> **TASK DESCRIPTION**:
Please count the lines in the entries that follow containing the string "below", matching case exactly, and give only that number.

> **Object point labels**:
= = = = =

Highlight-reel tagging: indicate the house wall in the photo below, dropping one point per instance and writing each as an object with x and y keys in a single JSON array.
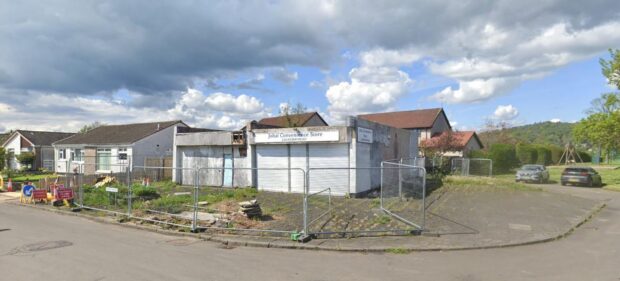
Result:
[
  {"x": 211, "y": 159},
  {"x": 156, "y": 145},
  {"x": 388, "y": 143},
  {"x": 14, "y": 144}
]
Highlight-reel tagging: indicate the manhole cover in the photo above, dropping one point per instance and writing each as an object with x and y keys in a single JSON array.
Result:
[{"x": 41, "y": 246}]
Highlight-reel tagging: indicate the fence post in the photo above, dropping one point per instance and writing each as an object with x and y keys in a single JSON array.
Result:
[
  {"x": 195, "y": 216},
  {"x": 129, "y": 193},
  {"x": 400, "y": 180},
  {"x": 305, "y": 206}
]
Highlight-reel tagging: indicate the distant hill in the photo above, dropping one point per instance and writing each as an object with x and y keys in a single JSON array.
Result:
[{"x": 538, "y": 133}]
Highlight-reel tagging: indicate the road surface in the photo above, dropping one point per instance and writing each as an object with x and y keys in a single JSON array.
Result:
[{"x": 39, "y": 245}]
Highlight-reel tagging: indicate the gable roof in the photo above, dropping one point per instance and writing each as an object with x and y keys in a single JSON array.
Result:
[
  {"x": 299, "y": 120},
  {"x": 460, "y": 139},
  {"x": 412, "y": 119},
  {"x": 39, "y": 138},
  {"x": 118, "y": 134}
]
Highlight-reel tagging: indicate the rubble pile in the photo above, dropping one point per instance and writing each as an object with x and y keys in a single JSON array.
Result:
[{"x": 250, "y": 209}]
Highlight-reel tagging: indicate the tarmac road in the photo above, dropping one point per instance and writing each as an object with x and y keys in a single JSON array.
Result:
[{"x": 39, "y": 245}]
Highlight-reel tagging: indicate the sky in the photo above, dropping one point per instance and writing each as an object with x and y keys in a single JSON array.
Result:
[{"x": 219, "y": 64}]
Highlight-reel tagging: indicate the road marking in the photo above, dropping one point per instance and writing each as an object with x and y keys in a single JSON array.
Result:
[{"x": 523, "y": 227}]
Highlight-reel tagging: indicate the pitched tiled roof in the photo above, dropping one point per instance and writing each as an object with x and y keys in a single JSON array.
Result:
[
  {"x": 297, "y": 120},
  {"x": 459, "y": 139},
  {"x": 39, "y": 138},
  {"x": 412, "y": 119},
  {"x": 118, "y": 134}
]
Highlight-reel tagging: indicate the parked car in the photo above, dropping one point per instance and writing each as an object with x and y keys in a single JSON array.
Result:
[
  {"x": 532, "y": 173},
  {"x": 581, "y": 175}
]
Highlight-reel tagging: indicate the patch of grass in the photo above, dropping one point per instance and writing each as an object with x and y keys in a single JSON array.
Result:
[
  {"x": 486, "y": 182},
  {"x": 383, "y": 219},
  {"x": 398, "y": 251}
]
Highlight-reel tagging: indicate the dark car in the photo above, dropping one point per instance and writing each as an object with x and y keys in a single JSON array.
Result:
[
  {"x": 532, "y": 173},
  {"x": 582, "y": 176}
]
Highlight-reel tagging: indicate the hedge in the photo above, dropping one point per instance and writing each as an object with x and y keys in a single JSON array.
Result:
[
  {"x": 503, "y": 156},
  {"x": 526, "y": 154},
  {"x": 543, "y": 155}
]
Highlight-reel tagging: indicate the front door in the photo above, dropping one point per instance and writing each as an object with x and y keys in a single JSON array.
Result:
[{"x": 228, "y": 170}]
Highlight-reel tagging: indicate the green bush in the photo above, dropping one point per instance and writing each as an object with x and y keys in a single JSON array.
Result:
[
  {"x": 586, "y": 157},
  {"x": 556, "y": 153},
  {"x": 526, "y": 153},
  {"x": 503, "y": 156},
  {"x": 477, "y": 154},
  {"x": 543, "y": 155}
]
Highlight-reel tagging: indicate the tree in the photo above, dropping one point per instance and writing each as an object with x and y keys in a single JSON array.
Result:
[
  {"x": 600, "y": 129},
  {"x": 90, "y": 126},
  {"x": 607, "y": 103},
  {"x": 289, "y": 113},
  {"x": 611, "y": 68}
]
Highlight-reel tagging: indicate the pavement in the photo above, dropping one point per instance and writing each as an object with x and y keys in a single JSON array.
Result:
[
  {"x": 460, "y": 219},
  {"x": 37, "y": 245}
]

= = = = =

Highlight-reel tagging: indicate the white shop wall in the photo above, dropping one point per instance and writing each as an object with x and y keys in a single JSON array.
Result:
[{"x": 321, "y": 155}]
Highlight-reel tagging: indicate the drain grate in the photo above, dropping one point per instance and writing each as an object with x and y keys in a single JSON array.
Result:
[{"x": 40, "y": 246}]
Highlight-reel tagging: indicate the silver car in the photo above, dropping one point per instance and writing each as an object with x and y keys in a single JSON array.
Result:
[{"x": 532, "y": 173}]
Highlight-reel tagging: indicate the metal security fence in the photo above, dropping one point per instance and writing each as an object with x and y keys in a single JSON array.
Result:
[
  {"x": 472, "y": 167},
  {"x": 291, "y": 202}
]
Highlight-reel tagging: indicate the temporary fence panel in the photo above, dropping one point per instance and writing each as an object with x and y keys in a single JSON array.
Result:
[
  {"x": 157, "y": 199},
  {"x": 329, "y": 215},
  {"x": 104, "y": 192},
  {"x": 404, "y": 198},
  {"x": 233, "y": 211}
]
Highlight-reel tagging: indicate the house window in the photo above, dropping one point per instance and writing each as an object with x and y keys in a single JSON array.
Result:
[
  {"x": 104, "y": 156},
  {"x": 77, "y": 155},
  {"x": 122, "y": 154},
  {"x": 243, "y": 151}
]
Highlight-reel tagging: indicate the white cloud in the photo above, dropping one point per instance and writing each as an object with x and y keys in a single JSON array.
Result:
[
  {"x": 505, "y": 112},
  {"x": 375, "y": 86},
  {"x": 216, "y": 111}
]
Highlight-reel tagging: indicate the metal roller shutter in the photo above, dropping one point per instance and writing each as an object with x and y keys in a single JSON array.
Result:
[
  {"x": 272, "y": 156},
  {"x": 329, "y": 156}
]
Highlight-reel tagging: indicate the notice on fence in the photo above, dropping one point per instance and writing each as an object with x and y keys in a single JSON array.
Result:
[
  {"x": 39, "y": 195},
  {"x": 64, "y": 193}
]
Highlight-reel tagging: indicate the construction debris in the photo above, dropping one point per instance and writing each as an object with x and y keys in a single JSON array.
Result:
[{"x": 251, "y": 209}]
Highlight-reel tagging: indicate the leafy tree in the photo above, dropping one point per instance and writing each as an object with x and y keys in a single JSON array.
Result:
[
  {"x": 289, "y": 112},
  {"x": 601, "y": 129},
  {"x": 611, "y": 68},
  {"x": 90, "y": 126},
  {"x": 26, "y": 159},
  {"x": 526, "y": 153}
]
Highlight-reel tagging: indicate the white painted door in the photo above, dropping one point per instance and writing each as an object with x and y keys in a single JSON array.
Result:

= = = = =

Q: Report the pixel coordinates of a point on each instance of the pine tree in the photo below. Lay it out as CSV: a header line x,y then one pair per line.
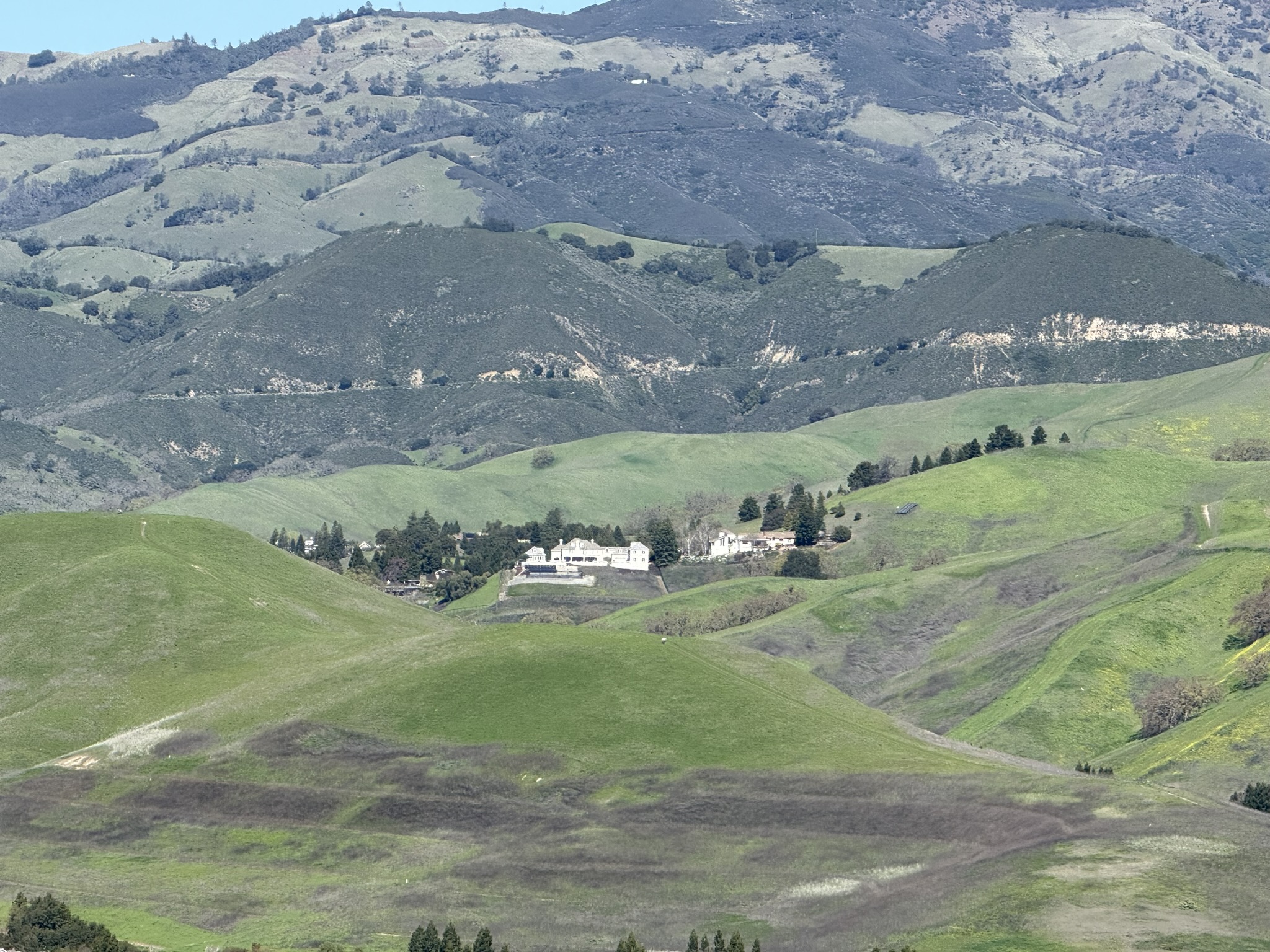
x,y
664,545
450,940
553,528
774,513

= = = = =

> **TASK RESULT**:
2